Given text
▶

Utah's medal winners are roll of amazing heroes

By Marc Haddock

For the Deseret News

Published: Monday, May 25 2009 1:26 a.m. MDT

President Harry S. Truman presents the Medal of Honor to Maj. Reginald R. Meyers, left, of Boise, and Maj. Carl L. Sitter, of Pueblo, Colo., for action in Korea, October 1951.

Deseret News Archives

Improbable heroes.

The handful of Utahns — soldiers, sailors, airmen and Marines — who have received the nation's highest military award, the Medal of Honor, are ordinary men who performed with extraordinary braveness.

Here is a brief look at Utah's Medal of Honor recipients.

Photos of these Medal of Honor recipients from the Deseret News archives and other sources have been collected by photo researcher Ron Fox and can be viewed at deseretnews.com.

George Wahlen

Wahlen, 85, who lives in Roy, was a 20-year-old Pharmacist's Mate Second Class in the Navy when U.S. Marines launched an assault on the small island of Iwo Jima south of Japan. He went ashore as a medic.

"Well, I'm sure glad a pill pusher finally made it here," President Harry S. Truman said when he presented the Medal of Honor to Wahlen on Oct. 5, 1945.

During the 13 days he spent on Iwo Jima, Wahlen was wounded three times.

The first occurred when a grenade "exploded within a foot or so of my head when I was laying on my stomach trying to help a Marine," Wahlen said in a Nov. 11, 1976, Deseret News story by Joe Bauman.

◀

Assignment 1
Say whether each statement agrees with the article on Utah's Medal of Honor recipients, answering yes or no and quoting the words of the article that decide it: (a) Wahlen was a Marine when he went ashore on Iwo Jima. (b) Wahlen was wounded three times on Iwo Jima. (c) Truman presented the Medal of Honor to Wahlen in 1945.
Assignment 2
Transcribe the part of the Medal of Honor article that begins at the words "The handful of" and ends after "Oct. 5, 1945.".
Assignment 3
Pick up the article on Utah's Medal of Honor recipients after its last sentence and continue it.

[Items drawn from a dataset]
▶

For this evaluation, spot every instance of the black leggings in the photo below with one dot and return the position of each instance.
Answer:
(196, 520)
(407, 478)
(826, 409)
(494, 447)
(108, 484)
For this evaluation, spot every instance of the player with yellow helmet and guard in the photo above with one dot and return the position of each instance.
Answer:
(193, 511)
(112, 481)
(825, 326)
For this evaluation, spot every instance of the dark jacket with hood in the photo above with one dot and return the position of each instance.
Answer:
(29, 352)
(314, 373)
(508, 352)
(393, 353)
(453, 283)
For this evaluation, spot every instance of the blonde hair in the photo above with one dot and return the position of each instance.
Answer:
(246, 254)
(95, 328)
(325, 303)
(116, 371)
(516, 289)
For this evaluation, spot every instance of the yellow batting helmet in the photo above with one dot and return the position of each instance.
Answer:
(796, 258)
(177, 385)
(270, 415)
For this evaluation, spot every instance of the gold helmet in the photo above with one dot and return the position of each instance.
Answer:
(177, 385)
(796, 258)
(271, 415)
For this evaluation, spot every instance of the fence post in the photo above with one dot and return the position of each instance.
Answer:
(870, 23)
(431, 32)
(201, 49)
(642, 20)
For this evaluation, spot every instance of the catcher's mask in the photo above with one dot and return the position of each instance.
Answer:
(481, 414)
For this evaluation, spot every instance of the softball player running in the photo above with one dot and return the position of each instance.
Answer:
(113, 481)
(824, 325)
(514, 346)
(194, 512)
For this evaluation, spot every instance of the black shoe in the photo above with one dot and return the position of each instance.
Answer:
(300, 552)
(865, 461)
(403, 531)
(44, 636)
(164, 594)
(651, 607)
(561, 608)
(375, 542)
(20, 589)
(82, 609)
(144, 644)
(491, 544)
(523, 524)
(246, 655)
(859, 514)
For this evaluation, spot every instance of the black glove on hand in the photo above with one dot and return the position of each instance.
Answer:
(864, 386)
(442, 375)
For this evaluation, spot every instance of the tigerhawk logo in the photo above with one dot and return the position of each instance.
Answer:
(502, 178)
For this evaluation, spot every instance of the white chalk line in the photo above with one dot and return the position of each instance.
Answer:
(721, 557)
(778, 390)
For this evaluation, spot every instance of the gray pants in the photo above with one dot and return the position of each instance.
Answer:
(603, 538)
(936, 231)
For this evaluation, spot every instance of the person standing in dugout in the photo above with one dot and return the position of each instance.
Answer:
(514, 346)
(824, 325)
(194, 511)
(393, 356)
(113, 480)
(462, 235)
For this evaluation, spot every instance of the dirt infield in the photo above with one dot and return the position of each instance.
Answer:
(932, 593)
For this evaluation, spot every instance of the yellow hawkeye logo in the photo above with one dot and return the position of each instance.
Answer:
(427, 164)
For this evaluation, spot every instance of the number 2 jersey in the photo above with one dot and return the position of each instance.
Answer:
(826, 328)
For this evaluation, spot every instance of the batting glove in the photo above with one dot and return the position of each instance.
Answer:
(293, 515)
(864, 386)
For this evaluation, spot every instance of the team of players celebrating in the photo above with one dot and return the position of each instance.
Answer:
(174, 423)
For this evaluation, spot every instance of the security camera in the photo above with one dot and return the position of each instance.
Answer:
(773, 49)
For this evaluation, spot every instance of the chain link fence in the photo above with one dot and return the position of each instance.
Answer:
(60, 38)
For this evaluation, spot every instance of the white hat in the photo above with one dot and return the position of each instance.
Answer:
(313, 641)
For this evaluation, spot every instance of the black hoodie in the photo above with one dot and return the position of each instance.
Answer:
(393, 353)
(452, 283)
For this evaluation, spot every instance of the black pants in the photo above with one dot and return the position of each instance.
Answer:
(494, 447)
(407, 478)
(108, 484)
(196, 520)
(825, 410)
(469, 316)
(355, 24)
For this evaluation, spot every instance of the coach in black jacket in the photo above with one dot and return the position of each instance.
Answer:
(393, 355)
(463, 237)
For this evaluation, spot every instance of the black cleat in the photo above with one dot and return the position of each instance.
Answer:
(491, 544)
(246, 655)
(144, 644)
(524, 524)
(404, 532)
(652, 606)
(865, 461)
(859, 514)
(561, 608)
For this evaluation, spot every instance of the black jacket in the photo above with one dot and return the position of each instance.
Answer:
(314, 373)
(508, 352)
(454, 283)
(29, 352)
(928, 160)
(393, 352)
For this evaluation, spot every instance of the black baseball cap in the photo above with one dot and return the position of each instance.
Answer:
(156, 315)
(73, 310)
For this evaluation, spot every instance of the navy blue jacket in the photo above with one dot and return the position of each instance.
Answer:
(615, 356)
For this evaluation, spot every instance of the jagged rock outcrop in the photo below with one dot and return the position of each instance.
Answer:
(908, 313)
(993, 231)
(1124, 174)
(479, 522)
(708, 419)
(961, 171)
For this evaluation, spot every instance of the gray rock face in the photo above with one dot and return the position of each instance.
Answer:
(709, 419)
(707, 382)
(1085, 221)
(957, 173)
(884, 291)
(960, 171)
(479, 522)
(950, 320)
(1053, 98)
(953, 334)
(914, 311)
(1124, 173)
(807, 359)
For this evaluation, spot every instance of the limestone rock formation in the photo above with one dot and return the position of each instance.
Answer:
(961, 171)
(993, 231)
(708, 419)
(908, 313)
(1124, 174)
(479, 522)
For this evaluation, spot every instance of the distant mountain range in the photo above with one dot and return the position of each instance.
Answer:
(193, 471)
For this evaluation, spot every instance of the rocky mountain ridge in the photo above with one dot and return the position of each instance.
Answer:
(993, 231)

◀

Exercise answer 1
(a) No: "was a 20-year-old Pharmacist's Mate Second Class in the Navy"
(b) Yes: "During the 13 days he spent on Iwo Jima, Wahlen was wounded three times."
(c) Yes: "presented the Medal of Honor to Wahlen on Oct. 5, 1945"

Exercise answer 2
The handful of Utahns — soldiers, sailors, airmen and Marines — who have received the nation's highest military award, the Medal of Honor, are ordinary men who performed with extraordinary braveness.

Here is a brief look at Utah's Medal of Honor recipients.

Photos of these Medal of Honor recipients from the Deseret News archives and other sources have been collected by photo researcher Ron Fox and can be viewed at deseretnews.com.

George Wahlen

Wahlen, 85, who lives in Roy, was a 20-year-old Pharmacist's Mate Second Class in the Navy when U.S. Marines launched an assault on the small island of Iwo Jima south of Japan. He went ashore as a medic.

"Well, I'm sure glad a pill pusher finally made it here," President Harry S. Truman said when he presented the Medal of Honor to Wahlen on Oct. 5, 1945.

Exercise answer 3
Shell fragments damaged Wahlen's face, but it didn't stop him from using a grenade to knock out the Japanese emplacement so he could evacuate a wounded marine from the area.

Then he went ahead of the front lines and treated 14 wounded soldiers before returning to his own platoon.

Later, Wahlen was wounded as he dragged a wounded Marine off a hillside when a mortar shell landed behind him, striking him in the back and the right shoulder.

He remained on the island to treat the wounded. That's what he was doing when a shell went off near him, killing several Marines outright and breaking Wahlen's leg. He crawled 50 yards to administer first aid to still another fallen fighter.

Author Gary W. Toyn retells Wahlen's story in the 2006 book "The Quiet Hero: The Untold Medal of Honor Story of George E. Wahlen at the Battle for Iwo Jima."

William E. Hall

Hall, from Hiawatha, piloted a Douglas Dauntless scouting plane, armed only with two 50-caliber machine guns, during the Battle of the Coral Sea in 1942.